## LISTED ENTRIES
*** Block opens ***

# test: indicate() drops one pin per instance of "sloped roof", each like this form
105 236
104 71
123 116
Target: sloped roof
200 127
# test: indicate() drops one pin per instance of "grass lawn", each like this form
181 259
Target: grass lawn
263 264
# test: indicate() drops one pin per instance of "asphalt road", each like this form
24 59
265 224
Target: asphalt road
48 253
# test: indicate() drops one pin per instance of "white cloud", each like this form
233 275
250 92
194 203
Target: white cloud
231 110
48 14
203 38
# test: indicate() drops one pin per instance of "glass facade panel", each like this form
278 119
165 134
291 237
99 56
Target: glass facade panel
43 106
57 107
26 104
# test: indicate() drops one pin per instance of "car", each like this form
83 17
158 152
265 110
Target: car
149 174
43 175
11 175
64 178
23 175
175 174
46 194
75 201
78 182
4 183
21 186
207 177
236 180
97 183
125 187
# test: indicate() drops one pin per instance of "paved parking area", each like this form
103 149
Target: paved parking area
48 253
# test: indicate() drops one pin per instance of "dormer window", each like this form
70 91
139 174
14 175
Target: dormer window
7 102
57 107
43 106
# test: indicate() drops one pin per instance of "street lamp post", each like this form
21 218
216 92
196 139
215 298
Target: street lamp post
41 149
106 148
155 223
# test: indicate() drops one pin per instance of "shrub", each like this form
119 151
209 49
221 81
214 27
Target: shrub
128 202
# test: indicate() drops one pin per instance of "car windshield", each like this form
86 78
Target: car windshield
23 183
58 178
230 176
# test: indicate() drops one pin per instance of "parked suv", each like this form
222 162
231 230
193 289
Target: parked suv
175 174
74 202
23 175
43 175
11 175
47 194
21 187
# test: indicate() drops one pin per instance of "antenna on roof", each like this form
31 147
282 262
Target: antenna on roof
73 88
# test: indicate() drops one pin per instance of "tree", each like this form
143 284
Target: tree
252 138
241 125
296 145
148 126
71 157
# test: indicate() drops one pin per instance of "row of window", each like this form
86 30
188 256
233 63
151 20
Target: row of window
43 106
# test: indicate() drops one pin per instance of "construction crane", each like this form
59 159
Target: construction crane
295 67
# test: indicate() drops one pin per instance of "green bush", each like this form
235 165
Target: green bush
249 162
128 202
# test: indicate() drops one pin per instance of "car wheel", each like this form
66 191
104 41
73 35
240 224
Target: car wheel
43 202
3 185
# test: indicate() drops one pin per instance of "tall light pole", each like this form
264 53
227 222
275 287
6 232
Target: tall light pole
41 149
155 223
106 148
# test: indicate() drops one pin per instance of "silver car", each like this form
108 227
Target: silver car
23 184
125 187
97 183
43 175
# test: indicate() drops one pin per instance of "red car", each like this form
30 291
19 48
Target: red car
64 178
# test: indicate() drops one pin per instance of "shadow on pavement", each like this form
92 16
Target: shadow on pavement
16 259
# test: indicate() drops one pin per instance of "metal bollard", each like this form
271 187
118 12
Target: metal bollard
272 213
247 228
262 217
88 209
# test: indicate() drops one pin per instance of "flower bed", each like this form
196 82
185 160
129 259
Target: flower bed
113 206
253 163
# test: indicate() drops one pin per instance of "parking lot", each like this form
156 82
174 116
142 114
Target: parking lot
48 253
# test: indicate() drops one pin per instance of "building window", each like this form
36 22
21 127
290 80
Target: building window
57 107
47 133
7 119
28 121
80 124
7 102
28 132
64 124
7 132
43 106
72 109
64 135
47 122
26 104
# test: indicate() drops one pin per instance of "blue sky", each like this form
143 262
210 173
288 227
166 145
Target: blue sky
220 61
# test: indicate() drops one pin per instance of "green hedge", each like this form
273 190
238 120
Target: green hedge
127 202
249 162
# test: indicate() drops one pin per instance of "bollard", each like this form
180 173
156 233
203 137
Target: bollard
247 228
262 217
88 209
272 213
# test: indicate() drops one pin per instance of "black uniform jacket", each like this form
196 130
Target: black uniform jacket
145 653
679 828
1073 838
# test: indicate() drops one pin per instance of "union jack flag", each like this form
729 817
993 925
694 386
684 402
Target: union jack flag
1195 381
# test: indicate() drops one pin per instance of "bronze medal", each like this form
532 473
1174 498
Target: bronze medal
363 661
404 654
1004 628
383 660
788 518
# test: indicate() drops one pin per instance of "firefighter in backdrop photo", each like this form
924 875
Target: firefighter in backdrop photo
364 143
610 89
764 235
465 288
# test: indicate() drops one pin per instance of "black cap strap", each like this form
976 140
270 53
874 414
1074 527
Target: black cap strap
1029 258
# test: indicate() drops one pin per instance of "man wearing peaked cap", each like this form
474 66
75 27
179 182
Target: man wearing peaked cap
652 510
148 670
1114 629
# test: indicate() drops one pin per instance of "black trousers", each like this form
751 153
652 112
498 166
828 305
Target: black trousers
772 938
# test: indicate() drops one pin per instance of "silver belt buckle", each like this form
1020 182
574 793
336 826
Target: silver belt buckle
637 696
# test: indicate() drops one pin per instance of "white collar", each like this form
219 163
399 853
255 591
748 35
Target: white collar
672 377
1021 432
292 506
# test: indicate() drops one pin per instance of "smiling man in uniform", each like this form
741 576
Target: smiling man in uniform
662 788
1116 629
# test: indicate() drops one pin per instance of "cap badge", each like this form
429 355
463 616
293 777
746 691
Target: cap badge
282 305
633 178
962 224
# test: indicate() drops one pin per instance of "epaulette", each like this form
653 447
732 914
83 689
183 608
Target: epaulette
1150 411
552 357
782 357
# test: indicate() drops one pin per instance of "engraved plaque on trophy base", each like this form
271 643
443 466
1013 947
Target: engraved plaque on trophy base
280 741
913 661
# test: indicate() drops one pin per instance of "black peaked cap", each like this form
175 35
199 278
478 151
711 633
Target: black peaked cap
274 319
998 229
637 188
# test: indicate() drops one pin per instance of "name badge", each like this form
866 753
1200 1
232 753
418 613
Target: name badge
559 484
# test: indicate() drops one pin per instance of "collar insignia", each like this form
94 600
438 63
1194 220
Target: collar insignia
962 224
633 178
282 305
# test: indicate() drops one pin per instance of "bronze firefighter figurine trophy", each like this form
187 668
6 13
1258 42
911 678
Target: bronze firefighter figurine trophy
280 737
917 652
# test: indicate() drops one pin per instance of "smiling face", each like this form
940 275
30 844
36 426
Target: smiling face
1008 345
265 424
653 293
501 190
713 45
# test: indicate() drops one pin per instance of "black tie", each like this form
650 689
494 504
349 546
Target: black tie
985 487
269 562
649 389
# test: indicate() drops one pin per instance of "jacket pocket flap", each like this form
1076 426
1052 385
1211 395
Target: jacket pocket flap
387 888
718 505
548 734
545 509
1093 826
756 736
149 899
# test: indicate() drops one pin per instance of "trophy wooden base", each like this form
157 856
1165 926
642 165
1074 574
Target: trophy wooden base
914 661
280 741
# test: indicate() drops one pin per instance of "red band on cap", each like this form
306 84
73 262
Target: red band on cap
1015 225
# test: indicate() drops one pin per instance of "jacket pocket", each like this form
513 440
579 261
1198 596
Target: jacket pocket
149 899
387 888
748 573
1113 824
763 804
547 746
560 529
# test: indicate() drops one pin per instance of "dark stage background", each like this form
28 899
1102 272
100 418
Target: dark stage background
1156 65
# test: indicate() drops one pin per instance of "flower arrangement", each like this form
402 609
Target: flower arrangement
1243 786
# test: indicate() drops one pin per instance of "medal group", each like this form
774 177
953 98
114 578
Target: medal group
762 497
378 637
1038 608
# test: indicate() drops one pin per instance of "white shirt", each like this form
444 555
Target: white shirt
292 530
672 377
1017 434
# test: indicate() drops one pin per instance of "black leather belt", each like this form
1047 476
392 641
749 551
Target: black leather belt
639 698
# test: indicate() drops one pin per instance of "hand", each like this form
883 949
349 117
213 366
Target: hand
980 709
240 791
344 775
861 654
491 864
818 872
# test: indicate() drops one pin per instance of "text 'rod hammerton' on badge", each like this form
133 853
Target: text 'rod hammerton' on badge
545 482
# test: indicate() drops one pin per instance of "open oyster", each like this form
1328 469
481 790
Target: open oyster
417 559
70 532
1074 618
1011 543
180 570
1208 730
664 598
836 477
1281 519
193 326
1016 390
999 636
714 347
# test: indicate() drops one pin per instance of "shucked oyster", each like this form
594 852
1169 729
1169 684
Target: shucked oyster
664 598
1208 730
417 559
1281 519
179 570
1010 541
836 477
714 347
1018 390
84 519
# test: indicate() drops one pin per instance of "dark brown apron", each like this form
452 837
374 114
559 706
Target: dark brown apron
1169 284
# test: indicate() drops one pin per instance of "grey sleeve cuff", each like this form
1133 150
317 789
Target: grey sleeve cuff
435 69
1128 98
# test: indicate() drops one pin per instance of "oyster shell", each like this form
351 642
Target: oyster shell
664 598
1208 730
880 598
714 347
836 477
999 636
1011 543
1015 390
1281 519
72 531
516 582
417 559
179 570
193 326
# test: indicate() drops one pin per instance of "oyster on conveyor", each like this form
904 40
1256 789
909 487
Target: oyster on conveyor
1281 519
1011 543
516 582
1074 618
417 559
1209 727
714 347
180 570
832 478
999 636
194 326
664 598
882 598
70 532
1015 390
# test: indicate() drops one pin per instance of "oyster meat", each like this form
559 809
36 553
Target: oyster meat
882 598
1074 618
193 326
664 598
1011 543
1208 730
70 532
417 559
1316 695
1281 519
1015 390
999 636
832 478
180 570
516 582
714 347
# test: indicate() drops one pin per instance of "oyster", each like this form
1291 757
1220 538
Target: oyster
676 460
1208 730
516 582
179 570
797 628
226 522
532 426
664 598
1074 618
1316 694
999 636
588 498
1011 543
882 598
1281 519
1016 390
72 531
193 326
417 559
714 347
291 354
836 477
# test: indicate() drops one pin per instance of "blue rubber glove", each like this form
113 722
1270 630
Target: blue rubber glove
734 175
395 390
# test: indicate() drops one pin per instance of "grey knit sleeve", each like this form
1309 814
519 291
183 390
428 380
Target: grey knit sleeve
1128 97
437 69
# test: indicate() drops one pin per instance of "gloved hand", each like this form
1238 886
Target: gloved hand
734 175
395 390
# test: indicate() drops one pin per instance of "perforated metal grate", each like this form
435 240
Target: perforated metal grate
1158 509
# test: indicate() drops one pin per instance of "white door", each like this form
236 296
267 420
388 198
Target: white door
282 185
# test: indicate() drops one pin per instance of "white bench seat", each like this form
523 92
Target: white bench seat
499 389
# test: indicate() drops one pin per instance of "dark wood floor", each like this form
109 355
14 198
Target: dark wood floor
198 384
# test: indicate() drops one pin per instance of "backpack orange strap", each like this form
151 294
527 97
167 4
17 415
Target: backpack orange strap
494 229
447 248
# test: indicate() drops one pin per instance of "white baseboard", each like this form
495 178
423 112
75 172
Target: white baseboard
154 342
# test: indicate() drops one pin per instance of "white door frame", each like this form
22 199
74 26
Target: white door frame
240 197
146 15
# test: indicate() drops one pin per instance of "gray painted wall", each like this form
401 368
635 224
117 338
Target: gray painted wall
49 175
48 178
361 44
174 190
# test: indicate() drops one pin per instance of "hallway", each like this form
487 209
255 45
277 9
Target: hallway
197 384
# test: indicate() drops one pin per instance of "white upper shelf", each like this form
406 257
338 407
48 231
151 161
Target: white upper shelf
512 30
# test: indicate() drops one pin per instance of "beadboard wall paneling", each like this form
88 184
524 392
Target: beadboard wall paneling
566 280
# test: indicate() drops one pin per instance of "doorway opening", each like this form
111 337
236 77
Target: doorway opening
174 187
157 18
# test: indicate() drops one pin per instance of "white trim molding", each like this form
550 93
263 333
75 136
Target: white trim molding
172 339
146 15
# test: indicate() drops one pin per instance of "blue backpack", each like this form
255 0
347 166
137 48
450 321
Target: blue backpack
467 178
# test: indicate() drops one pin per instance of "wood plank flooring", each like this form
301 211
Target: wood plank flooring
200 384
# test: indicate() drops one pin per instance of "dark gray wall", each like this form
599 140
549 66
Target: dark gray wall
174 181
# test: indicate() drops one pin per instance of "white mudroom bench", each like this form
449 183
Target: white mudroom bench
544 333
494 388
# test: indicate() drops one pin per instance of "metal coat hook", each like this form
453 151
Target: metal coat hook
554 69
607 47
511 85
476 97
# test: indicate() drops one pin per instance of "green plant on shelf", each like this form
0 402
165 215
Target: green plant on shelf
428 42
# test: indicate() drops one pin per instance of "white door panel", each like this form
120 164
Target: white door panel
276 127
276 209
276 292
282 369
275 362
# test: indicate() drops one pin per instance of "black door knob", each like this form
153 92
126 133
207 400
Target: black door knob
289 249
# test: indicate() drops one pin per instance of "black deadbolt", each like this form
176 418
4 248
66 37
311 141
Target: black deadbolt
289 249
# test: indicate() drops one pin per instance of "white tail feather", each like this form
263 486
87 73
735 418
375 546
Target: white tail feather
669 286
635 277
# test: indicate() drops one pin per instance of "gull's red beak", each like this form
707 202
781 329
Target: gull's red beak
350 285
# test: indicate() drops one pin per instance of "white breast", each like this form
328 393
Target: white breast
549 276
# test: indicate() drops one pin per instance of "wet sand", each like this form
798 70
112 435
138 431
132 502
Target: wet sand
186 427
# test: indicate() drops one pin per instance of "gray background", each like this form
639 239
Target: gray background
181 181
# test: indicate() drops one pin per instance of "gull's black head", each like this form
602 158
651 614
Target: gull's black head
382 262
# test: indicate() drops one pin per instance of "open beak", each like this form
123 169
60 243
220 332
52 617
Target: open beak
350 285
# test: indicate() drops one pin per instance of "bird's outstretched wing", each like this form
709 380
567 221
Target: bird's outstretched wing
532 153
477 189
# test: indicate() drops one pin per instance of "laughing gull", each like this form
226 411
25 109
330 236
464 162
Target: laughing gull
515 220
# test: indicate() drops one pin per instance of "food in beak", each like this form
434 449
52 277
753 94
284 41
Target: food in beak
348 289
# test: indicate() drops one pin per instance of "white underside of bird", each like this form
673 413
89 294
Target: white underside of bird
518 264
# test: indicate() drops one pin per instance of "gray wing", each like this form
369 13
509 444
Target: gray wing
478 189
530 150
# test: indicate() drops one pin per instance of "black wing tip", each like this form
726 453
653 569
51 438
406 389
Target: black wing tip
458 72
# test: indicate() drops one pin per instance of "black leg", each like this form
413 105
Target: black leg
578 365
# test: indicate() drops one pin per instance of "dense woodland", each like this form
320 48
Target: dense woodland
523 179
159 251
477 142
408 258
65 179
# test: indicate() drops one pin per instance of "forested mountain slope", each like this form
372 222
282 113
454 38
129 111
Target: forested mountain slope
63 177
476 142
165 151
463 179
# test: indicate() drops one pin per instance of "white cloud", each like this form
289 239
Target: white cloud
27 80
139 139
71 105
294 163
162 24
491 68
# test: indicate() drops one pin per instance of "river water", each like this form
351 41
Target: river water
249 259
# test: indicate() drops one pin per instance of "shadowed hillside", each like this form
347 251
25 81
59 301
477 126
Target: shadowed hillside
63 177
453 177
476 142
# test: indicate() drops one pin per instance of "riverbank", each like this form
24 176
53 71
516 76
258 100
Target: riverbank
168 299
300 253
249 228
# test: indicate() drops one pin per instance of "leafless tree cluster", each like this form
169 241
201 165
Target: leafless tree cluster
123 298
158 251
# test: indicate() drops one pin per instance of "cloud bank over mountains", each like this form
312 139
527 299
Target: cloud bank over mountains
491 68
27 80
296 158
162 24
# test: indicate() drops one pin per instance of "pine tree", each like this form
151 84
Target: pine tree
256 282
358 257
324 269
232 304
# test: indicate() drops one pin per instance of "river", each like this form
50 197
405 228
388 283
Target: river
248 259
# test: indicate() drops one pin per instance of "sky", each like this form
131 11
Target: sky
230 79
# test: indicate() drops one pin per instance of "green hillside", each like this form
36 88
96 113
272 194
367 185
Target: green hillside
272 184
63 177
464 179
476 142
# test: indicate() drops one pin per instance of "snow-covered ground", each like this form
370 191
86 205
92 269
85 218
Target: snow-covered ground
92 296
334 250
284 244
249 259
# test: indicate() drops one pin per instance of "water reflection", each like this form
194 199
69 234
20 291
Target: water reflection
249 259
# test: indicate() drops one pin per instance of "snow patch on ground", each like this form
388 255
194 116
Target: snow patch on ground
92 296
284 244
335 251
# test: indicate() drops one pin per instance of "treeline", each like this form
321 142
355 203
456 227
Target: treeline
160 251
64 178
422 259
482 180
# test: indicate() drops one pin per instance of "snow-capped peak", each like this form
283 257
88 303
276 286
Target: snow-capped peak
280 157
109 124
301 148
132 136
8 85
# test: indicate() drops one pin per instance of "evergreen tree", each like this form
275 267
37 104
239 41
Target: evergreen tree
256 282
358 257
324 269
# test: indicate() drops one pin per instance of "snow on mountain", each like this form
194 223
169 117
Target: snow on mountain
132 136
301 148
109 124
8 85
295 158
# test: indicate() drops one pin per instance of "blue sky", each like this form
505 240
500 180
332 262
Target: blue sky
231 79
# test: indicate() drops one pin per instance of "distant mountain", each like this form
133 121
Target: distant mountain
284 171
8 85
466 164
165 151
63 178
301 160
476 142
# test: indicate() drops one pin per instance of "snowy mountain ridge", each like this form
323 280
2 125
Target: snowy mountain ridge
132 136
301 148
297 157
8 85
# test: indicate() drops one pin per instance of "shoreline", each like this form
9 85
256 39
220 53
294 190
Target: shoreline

*** Block closes ***

## EXERCISE PROMPT
A single number is expected: how many lines in the material above contain the word "shoreline".

## RESULT OF THIS TASK
2